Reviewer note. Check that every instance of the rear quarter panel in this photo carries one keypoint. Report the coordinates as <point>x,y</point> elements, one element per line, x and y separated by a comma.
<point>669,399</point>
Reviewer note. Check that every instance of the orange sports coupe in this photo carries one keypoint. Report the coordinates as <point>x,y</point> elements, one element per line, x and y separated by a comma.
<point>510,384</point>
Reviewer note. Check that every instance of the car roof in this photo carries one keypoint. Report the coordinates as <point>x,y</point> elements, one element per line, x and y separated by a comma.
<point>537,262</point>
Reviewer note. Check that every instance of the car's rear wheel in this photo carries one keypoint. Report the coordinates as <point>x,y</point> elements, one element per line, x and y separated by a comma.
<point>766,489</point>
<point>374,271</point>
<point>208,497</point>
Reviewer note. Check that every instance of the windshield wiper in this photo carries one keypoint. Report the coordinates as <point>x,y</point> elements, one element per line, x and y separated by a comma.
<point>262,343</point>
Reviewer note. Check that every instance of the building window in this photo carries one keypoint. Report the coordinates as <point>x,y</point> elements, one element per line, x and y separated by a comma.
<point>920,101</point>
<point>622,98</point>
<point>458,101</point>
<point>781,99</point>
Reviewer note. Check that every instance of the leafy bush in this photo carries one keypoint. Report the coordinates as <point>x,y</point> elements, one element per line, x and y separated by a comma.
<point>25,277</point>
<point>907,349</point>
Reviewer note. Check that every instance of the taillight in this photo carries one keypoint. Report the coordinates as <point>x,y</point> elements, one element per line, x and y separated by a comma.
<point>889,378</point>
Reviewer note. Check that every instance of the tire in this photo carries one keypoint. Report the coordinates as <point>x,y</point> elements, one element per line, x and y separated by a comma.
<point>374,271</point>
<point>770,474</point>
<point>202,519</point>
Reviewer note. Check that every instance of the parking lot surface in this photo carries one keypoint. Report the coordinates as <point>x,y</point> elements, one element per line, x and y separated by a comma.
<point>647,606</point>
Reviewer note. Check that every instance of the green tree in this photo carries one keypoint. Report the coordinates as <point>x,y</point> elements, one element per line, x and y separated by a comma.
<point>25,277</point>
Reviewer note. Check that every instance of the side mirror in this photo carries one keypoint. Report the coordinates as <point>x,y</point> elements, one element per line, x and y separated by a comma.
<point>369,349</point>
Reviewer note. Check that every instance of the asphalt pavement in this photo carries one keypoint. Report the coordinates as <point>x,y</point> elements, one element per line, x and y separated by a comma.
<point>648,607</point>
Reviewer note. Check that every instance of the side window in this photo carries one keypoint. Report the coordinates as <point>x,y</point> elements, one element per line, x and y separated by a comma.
========
*What you need to do*
Starting at the line that contains "Reviewer note. Check that every instance of the taillight", write out every line through the last one in the data above, exactly as it stands.

*Solved problem*
Reviewer note. Check that every instance of the taillight in this photo carries one keypoint. Report the coordinates as <point>x,y</point> elements, one element per line, x and y separated by a comma.
<point>889,378</point>
Reviewer note. Check that every instance of the tire in this photo carries one keypoint. Report the coordinates as <point>x,y</point> elements, one element per line, x and y separated by a comma.
<point>374,271</point>
<point>770,474</point>
<point>202,519</point>
Reviewer note. Check that every instance of the parking lot surface in this photo carries one keypoint. Report the coordinates as <point>x,y</point> elements, one element per line, x and y separated by a comma.
<point>647,606</point>
Reviewer note. Check that every instance of the green tree in this photo carries one keypoint. Report the coordinates as <point>x,y</point> elements, one element per line, x and y separated by a comma.
<point>25,277</point>
Reviewer note. Check that every instance of the side mirror in this photo carries one keypoint. Report the coordinates as <point>x,y</point> elements, one element per line, x and y separated by a comma.
<point>369,349</point>
Reviewer note. Check that every instance of the asphalt pavement in this photo carries one keypoint. Report the coordinates as <point>x,y</point> elements, one element per line, x and y separated by a comma.
<point>648,607</point>
Reviewer note. Check that every instance of the side window in this photo carries one keypoint. Report the coordinates as <point>x,y</point> elements, one element per line, x and y separated by a comma.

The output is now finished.